- **Stated exercise**
Copy nothing before the line that contains "Where can the chhatri"; from there, transcribe each line exactly through the end of the material, omitting pictures.

Records from a collection:
═══
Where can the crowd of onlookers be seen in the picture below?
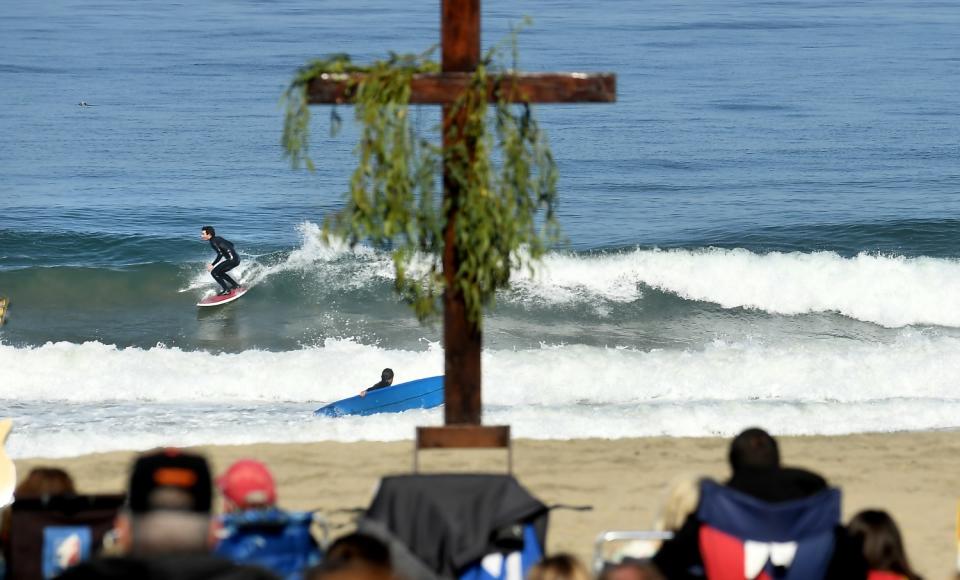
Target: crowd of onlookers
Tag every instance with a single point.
(766, 521)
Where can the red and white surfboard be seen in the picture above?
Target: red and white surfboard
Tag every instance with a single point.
(218, 299)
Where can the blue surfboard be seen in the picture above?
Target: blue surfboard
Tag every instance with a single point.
(419, 394)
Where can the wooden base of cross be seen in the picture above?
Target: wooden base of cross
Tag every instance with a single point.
(463, 437)
(460, 47)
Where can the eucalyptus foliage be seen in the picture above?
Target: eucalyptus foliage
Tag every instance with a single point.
(501, 161)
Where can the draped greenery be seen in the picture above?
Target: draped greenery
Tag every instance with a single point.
(506, 205)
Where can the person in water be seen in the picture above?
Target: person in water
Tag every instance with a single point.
(227, 253)
(386, 379)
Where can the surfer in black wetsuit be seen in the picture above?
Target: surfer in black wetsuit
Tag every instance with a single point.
(227, 253)
(386, 379)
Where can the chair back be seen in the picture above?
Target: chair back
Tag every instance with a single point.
(50, 534)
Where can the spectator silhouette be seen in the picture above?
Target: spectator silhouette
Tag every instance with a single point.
(255, 531)
(754, 458)
(40, 482)
(559, 567)
(882, 546)
(354, 557)
(165, 530)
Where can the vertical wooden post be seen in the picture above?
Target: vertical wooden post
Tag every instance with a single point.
(462, 339)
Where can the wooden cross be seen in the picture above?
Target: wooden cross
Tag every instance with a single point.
(460, 48)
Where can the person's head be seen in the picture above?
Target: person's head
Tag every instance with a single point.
(39, 482)
(168, 505)
(680, 500)
(247, 484)
(559, 567)
(354, 557)
(754, 449)
(631, 570)
(882, 544)
(44, 481)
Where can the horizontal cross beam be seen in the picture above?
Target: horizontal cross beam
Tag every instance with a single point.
(444, 88)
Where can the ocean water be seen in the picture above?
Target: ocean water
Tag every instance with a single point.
(764, 229)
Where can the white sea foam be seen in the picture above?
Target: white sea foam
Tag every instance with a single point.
(887, 290)
(891, 291)
(68, 399)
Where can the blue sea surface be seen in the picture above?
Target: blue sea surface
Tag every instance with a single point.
(777, 184)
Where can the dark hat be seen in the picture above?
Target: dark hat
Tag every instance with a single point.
(170, 479)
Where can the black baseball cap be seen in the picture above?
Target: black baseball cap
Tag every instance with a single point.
(170, 479)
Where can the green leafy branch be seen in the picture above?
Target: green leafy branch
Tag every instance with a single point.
(506, 177)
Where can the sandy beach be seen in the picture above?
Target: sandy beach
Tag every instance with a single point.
(911, 475)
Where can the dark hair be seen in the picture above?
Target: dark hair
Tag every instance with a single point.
(354, 551)
(882, 544)
(754, 448)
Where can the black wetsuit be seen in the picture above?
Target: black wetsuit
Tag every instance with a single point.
(380, 385)
(231, 260)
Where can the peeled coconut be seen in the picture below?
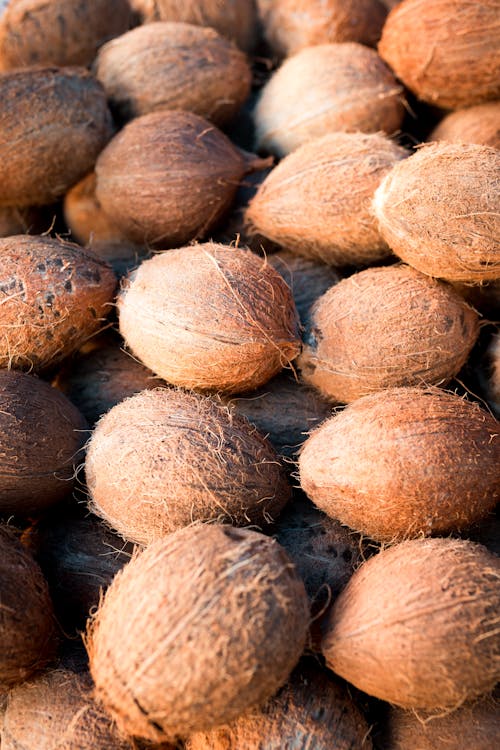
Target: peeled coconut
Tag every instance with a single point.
(330, 87)
(210, 317)
(203, 625)
(417, 624)
(53, 124)
(335, 177)
(405, 462)
(446, 51)
(439, 211)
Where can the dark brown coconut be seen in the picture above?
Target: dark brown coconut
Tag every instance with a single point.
(53, 124)
(417, 624)
(41, 434)
(386, 327)
(329, 87)
(162, 459)
(216, 619)
(210, 317)
(335, 177)
(439, 211)
(446, 51)
(405, 462)
(53, 296)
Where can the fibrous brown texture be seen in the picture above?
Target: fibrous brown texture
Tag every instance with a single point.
(446, 51)
(58, 32)
(317, 201)
(386, 327)
(210, 317)
(53, 124)
(27, 625)
(417, 625)
(162, 459)
(53, 296)
(329, 87)
(205, 624)
(439, 211)
(405, 462)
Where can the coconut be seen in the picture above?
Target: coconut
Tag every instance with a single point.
(340, 87)
(446, 51)
(41, 434)
(53, 124)
(216, 620)
(405, 462)
(337, 184)
(439, 211)
(210, 317)
(53, 296)
(386, 327)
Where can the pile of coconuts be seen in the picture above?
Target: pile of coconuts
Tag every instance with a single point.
(249, 374)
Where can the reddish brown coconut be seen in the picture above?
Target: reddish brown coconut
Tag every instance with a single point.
(216, 619)
(446, 51)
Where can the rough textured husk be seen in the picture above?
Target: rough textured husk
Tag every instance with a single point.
(41, 434)
(53, 296)
(53, 124)
(340, 87)
(59, 32)
(446, 51)
(165, 458)
(439, 211)
(216, 620)
(168, 177)
(405, 462)
(210, 317)
(417, 625)
(163, 66)
(27, 625)
(317, 201)
(386, 327)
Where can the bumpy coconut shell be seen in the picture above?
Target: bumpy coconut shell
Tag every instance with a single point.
(335, 178)
(27, 625)
(210, 317)
(439, 211)
(446, 51)
(417, 624)
(216, 619)
(386, 327)
(53, 296)
(329, 87)
(53, 124)
(164, 458)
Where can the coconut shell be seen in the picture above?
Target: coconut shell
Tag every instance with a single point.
(439, 211)
(340, 87)
(53, 124)
(446, 52)
(216, 620)
(210, 317)
(335, 177)
(41, 435)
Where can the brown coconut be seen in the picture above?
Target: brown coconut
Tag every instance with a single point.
(405, 462)
(53, 124)
(330, 87)
(53, 296)
(27, 625)
(335, 177)
(439, 211)
(216, 619)
(386, 327)
(417, 625)
(446, 51)
(162, 459)
(210, 317)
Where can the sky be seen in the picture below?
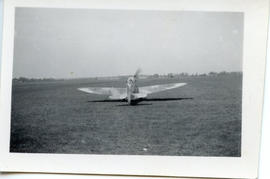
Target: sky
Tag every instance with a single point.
(74, 43)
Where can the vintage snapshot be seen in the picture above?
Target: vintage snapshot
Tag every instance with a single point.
(142, 86)
(127, 82)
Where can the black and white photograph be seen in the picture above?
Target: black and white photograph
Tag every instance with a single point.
(133, 88)
(127, 82)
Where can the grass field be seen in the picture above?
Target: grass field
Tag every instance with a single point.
(54, 117)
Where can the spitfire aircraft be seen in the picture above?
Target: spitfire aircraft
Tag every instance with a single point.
(132, 93)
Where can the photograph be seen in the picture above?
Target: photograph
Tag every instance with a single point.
(134, 82)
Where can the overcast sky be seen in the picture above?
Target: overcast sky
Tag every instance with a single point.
(71, 43)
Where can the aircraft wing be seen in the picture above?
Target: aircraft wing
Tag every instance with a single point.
(159, 88)
(113, 93)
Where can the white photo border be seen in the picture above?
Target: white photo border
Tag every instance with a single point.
(254, 56)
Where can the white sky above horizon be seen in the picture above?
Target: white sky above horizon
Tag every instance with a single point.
(72, 43)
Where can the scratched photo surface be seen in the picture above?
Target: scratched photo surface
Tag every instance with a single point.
(127, 82)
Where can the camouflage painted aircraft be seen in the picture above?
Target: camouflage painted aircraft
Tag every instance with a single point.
(132, 93)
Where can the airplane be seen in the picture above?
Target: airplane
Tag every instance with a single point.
(132, 93)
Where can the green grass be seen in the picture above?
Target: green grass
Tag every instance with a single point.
(54, 117)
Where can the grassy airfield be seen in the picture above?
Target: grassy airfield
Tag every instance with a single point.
(54, 117)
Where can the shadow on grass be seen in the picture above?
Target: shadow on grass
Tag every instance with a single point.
(140, 100)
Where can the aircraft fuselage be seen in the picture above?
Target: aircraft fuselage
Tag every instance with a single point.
(132, 90)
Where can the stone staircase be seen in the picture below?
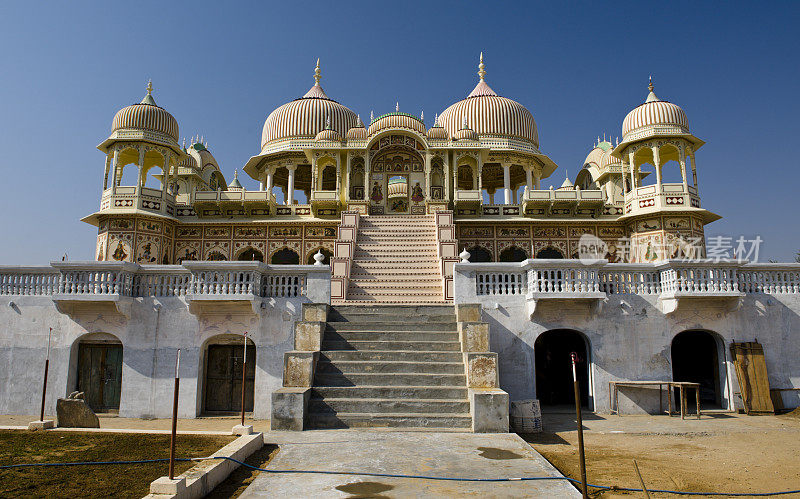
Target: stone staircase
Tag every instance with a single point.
(390, 366)
(395, 261)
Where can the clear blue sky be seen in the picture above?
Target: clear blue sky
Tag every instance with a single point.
(221, 67)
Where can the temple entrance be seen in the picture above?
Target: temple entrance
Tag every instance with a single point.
(223, 386)
(695, 359)
(554, 386)
(100, 375)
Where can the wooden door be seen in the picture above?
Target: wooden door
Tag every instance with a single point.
(100, 375)
(751, 371)
(224, 378)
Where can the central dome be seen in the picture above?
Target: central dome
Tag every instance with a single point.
(306, 117)
(488, 114)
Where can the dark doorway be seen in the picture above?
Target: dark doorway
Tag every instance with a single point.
(285, 257)
(326, 253)
(251, 255)
(554, 384)
(224, 378)
(695, 359)
(513, 254)
(100, 375)
(549, 252)
(478, 254)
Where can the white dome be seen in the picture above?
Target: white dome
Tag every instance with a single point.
(306, 117)
(655, 116)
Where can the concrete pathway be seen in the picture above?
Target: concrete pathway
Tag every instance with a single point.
(417, 453)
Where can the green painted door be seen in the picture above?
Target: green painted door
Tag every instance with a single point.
(224, 378)
(100, 375)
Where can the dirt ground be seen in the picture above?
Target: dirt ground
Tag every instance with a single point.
(718, 453)
(130, 480)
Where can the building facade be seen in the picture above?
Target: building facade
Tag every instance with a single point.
(391, 212)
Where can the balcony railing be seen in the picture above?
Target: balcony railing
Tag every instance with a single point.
(103, 281)
(671, 280)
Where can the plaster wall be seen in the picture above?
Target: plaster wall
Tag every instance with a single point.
(629, 338)
(157, 327)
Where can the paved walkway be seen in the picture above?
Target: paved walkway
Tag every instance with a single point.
(418, 453)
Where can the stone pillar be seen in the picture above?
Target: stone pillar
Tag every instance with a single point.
(633, 171)
(105, 176)
(529, 177)
(290, 185)
(657, 164)
(506, 183)
(141, 168)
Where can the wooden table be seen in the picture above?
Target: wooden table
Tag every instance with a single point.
(613, 394)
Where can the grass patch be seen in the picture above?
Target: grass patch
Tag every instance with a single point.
(118, 480)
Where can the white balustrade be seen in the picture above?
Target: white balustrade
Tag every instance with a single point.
(499, 283)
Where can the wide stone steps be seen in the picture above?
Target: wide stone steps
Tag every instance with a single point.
(389, 366)
(388, 405)
(336, 356)
(404, 392)
(390, 336)
(439, 346)
(392, 420)
(388, 379)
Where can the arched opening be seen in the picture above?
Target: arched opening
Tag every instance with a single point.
(251, 255)
(466, 180)
(285, 256)
(222, 387)
(479, 254)
(328, 178)
(550, 252)
(216, 256)
(695, 358)
(553, 362)
(97, 358)
(325, 252)
(513, 254)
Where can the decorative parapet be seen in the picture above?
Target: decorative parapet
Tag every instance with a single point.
(117, 283)
(672, 281)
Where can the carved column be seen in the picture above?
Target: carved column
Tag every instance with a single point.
(506, 183)
(290, 185)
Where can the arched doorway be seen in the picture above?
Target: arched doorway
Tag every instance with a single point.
(549, 252)
(223, 374)
(513, 254)
(695, 358)
(554, 385)
(285, 257)
(325, 253)
(99, 371)
(479, 254)
(251, 255)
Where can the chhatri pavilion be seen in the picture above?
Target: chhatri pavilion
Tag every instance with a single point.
(395, 273)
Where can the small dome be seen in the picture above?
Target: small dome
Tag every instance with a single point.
(437, 131)
(490, 114)
(358, 132)
(660, 117)
(147, 116)
(235, 185)
(305, 117)
(396, 120)
(465, 132)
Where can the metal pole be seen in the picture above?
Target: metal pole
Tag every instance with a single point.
(46, 368)
(581, 454)
(244, 370)
(174, 418)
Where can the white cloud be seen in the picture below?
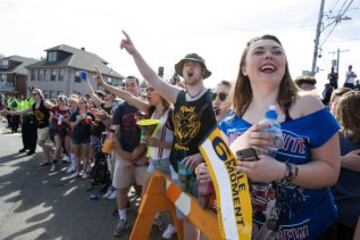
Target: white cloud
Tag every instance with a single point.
(164, 31)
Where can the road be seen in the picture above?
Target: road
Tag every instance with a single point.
(38, 205)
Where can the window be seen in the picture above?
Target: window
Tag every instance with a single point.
(33, 75)
(41, 75)
(4, 64)
(3, 78)
(61, 75)
(77, 77)
(52, 56)
(47, 74)
(53, 74)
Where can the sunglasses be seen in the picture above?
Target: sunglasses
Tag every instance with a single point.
(222, 96)
(130, 84)
(150, 89)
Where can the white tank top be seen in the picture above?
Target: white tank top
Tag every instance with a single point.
(163, 134)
═══
- **Solution to the exercise**
Where can the chhatri pavilion be seen in the picture above?
Target: chhatri pavilion
Tag every instance with a single point.
(395, 273)
Where can the small dome be seen in the picture above?
Target: small dome
Tag every instance with a single point.
(437, 131)
(490, 114)
(358, 132)
(660, 117)
(147, 116)
(235, 185)
(305, 117)
(396, 120)
(465, 132)
Where can the metal pole be seen in the picture above?
Target: metal pole
Tag every instance with a single point.
(46, 368)
(581, 454)
(244, 370)
(174, 418)
Where can the white cloud be seen in the picture below?
Target: white cloud
Tag every instance with a single point.
(164, 31)
Where can the road be seen in the picture above?
Target: road
Tag every instance with a single point.
(38, 205)
Where can the window be seen in the picture above?
Target: window
Tag every instance with a single point.
(33, 75)
(41, 75)
(4, 64)
(3, 78)
(61, 75)
(77, 77)
(52, 56)
(47, 74)
(53, 74)
Where can the sunglasses be seen in the picture above?
Target: sunglasses
Tag every instance with a single point.
(222, 96)
(130, 84)
(150, 89)
Where can the white tank top be seen in the picture above?
Target: white tank top
Tag every instance with a single point.
(163, 134)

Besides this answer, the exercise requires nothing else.